__STATED EXERCISE A__.
In the Te Rahu column below, condense the paragraph beginning "Te Rahu had a school by 1878" into a shorter version that keeps its main facts.

__PASSAGE TO READ__.
## start

Waikato Times

Memory box

- ANN MCEWAN

I don’t play sport and I don’t believe in exercise, but there is something beguiling about the four immaculate tennis courts behind the Te Rahu Hall on the road between Ohaupo and Te Awamutu. The nets are new and firmly stretched and the asphalt surface is without the cracks and bumps that I recall from country courts of my youth.

Te Rahu is a post-war settlement; the war in question being the Waikato War of 1863-64, after which time Jackson’s and Von Tempsky’s Forest Rangers were evidently given land in the area in payment for their service in the militia.

Te Rahu had a school by 1878 and Archives New Zealand provides digitised copies of class lists from the period 1880 to 1893 on its web site Archway. With a couple of clicks on your mouse you can check on Harriet Burke’s attendance record in 1883 and observe that in the same year James Floyd managed seven subject passes to Harriet’s four. Sewing wasn’t offered at Te Rahu School in 1883, but the senior children took reading, spelling and dictation, writing, arithmetic, grammar, geography and history. Before the community built a public hall, the schoolhous­e was the venue for social events and Wesleyan church services. The Te Rahu District Hall Society was incorporat­ed in 1905, judging from files held by Archives New Zealand in its Auckland Regional Office. That date would tie in nicely with the general form of the hall, as well as its sash windows and finials atop the gable ends.

## end

__DATA ENTRIES__.
## start

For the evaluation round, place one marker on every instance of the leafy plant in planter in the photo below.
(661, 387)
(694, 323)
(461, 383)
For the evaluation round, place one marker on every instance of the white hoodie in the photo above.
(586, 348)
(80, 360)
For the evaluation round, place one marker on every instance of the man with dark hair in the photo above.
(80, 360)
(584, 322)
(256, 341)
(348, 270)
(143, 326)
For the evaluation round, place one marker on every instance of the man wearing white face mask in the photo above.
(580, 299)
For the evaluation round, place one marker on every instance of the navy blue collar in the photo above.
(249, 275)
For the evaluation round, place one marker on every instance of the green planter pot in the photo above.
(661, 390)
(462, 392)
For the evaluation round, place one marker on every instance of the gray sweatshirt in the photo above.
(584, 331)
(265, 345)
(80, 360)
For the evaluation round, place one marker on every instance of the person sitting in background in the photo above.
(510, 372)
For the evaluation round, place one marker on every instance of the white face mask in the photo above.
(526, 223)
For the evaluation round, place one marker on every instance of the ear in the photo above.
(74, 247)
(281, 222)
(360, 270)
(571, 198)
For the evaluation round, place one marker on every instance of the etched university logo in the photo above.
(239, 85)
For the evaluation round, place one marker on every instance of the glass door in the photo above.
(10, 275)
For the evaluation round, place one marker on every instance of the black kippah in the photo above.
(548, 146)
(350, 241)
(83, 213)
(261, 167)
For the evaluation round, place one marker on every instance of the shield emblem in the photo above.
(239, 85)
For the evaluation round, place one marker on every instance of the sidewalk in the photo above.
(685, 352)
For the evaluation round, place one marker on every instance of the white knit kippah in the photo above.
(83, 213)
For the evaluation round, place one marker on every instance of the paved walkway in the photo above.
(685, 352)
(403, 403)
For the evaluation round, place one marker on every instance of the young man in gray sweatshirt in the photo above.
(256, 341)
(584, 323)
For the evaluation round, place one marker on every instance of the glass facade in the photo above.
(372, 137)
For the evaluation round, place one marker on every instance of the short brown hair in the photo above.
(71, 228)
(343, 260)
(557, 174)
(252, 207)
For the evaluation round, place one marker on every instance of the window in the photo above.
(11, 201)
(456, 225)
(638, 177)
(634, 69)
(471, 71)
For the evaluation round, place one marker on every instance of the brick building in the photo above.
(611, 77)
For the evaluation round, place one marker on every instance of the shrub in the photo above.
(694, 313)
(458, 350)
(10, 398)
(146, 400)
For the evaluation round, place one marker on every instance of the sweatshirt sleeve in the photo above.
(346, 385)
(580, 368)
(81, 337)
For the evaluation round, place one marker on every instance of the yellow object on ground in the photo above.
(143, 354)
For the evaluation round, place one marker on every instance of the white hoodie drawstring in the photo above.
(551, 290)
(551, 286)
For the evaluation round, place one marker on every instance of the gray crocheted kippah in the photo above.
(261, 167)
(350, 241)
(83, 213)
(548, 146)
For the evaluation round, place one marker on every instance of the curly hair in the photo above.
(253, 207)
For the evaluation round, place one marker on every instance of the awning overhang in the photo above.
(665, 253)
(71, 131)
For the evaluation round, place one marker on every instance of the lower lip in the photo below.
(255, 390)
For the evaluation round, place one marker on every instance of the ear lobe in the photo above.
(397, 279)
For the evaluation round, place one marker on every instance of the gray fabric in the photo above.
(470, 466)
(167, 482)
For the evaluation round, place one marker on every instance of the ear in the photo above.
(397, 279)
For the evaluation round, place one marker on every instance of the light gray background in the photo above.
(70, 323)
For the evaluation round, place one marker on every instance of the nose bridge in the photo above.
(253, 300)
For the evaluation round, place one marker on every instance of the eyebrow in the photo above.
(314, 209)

## end

__STATED EXERCISE B__.
Rename "evaluation round" to "review round" in the records, starting with the line with "drawstring in the photo above." and going on through the end of the records, and give those lines again with nothing else altered.

__COMPLETE OUTPUT A__.
Te Rahu had a school by 1878. Archives New Zealand's Archway website offers digitized class lists from 1880 to 1893. These show, for example, Harriet Burke's 1883 attendance and that James Floyd passed seven subjects that year to her four. In 1883 the senior pupils took reading, spelling and dictation, writing, arithmetic, grammar, geography and history, but not sewing. Until a public hall was built, the schoolhouse hosted social events and Wesleyan church services. Files at Archives New Zealand's Auckland Regional Office suggest the Te Rahu District Hall Society was incorporated in 1905. That date suits the hall's general form, its sash windows and the finials on its gable ends.

__COMPLETE OUTPUT B__.
For the review round, place one marker on every instance of the white hoodie drawstring in the photo above.
(551, 290)
(551, 286)
For the review round, place one marker on every instance of the gray crocheted kippah in the photo above.
(261, 167)
(350, 241)
(83, 213)
(548, 146)
For the review round, place one marker on every instance of the curly hair in the photo above.
(253, 207)
For the review round, place one marker on every instance of the awning overhang in the photo above.
(665, 253)
(71, 131)
For the review round, place one marker on every instance of the lower lip in the photo below.
(255, 390)
For the review round, place one marker on every instance of the ear lobe in the photo above.
(397, 279)
For the review round, place one marker on every instance of the gray fabric in the photo above.
(470, 466)
(167, 482)
For the review round, place one marker on every instance of the ear in the photo above.
(397, 279)
For the review round, place one marker on every instance of the light gray background in the photo above.
(70, 323)
For the review round, place one marker on every instance of the nose bridge in the photo above.
(253, 300)
For the review round, place one marker on every instance of the eyebrow in the photo above.
(314, 209)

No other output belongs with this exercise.